TO DO:
a) Do these statements agree with the Python and SQL tutorial? (i) A connection opened with sqlite3.connect() must be closed at the end of the session with .close(). (ii) A query returns its results as a list of dictionaries. (iii) The performance gap between SQLite and CSV shrinks as the dataset gets larger. For each, answer yes or no and quote the words of the tutorial that decide it.
b) Write what comes next in the Python and SQL tutorial, picking up after its final sentence about CSV and SQLite performance.

SELECTED TEXT:
+++++
## Python and SQL

When you open a CSV in python, and assign it to a variable name, you are using your computers memory to save that variable. Accessing data from a database like SQL is not only more efficient, but also it allows you to subset and import only the parts of the data that you need.

### The `sqlite3` module

The sqlite3 module provides a straightforward interface for interacting with SQLite databases. A connection object is created using sqlite3.connect(); the connection must be closed at the end of the session with the .close() command. While the connection is open, any interactions with the database require you to make a cursor object with the .cursor() command. The cursor is then ready to perform all kinds of operations with .execute().

In [None]:
import sqlite3

# Create a SQL connection to our SQLite database
con = sqlite3.connect("portal_mammals.sqlite")

cur = con.cursor()

# The result of a "cursor.execute" can be iterated over by row
for row in cur.execute('SELECT * FROM species;'):
    print(row)

# Be sure to close the connection
con.close()

## Queries
One of the most common ways to interact with a database is by querying: retrieving data based on some search parameters. Use a SELECT statement string. The query is returned as a single tuple or a tuple of tuples. Add a WHERE statement to filter your results based on some parameter.

In [None]:
con = sqlite3.connect("portal_mammals.sqlite")

cur = con.cursor()

cur.execute('SELECT * FROM species;')
species = cur.fetchall()

for row in species:
    print(row)

# Return all results of query
cur.execute('SELECT plot_id FROM plots WHERE plot_type="Control"')
plot_id = cur.fetchall()

print(plot_id)

# Return first result of query
cur.execute('SELECT species FROM species WHERE taxa="Bird"')
species_1 = cur.fetchone()
print(species_1)

# Be sure to close the connection
con.close()

## Storing data: CSV vs SQLite
Storing your data in an SQLite database can provide substantial performance improvements when reading/writing compared to CSV. The difference in performance becomes more noticeable as the size of the dataset grows.
+++++
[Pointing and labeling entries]

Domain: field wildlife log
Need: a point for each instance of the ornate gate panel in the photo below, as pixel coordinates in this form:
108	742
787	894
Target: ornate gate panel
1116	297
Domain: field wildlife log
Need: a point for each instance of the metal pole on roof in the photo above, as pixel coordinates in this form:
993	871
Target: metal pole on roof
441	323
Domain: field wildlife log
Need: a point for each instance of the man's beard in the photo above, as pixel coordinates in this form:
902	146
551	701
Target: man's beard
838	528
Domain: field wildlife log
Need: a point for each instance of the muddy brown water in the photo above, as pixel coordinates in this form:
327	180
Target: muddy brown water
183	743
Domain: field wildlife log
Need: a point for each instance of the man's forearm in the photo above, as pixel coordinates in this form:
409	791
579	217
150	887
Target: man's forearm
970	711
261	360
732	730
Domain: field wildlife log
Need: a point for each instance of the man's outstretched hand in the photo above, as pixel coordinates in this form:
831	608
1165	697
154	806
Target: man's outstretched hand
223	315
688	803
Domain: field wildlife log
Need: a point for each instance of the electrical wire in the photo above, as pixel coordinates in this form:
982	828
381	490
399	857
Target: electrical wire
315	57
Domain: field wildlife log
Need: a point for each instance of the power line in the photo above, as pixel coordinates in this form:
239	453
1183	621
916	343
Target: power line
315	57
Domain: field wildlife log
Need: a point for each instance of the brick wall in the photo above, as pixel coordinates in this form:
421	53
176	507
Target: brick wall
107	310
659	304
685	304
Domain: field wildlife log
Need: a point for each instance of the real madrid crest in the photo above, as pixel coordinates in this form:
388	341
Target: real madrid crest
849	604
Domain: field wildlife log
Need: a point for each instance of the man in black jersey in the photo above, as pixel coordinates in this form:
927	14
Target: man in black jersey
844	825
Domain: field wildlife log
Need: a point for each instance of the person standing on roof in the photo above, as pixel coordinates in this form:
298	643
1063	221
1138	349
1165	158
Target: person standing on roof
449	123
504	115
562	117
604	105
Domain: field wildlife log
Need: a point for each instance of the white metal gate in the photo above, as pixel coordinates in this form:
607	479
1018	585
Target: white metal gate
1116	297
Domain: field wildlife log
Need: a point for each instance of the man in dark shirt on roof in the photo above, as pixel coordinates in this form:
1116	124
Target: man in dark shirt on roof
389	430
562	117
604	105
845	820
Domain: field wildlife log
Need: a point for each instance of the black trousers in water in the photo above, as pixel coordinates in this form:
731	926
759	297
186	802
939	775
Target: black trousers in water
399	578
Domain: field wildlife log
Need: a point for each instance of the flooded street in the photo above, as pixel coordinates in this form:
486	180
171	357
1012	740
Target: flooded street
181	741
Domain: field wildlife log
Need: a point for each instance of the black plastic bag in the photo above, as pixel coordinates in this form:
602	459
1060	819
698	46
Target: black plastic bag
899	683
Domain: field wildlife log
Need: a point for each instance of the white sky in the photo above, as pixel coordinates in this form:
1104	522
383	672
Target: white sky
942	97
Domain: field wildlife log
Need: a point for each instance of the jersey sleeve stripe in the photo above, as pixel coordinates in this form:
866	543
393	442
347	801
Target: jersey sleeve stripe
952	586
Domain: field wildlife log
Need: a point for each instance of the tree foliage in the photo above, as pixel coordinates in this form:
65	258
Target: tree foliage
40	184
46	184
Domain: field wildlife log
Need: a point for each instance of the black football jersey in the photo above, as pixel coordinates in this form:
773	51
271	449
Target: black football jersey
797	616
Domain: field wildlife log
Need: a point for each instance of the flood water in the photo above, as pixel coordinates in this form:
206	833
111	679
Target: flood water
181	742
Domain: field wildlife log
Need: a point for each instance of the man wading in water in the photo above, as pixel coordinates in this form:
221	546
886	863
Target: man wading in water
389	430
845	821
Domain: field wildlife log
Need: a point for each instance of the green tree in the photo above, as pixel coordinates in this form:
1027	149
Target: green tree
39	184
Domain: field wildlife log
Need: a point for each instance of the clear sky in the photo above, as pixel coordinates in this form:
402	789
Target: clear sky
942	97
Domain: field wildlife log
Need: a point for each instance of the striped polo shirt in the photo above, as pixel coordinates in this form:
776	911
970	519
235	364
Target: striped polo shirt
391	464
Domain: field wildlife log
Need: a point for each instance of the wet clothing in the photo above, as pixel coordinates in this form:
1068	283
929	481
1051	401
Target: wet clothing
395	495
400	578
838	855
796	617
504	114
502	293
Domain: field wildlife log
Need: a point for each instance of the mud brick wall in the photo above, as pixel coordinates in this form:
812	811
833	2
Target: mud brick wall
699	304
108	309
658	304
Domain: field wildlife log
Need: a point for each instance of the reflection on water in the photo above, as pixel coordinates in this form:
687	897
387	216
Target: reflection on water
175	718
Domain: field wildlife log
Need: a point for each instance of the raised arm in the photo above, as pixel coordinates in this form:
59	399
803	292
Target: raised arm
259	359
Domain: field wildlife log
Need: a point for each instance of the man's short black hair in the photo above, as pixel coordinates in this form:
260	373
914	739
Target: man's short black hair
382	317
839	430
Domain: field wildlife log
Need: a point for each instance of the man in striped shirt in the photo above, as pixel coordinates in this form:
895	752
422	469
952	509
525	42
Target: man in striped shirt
+++++
ANSWERS TO THE EXERCISES:
a)
(i) Yes: "the connection must be closed at the end of the session with the .close() command."
(ii) No: "The query is returned as a single tuple or a tuple of tuples."
(iii) No: "The difference in performance becomes more noticeable as the size of the dataset grows."

b)
**Challenges**

Create a query that contains survey data collected between 1998 - 2001 for observations of sex “male” or “female” that includes observation’s genus and species and site type for the sample. How many records are returned?


In [19]:
import sqlite3
con = sqlite3.connect("portal_mammals.sqlite")
cur = con.cursor()

# Write a query string including join 3 different tables
sql_1 = '''
    select surveys.*, species.genus, species.species, plots.plot_type
    from surveys, plots, species
    where surveys.year between 1998 and 2001 and (surveys.sex = "M" or surveys.sex = "F")
    and surveys.plot_id = plots.plot_id and surveys.species_id = species.species_id
    '''
    

result_1 = cur.execute(sql_1).fetchall()

print(len(result_1))

5546


## Accessing data stored in SQLite using Python and Pandas

Using pandas, we can import results of a SQLite query into a dataframe. An example of using pandas together with sqlite is below:

In [None]:
import pandas as pd
import sqlite3

# Read sqlite query results into a pandas DataFrame
con = sqlite3.connect("portal_mammals.sqlite")
df = pd.read_sql_query("SELECT * from surveys", con)

# Verify that result of SQL query is stored in the dataframe
print(df.head())

con.close()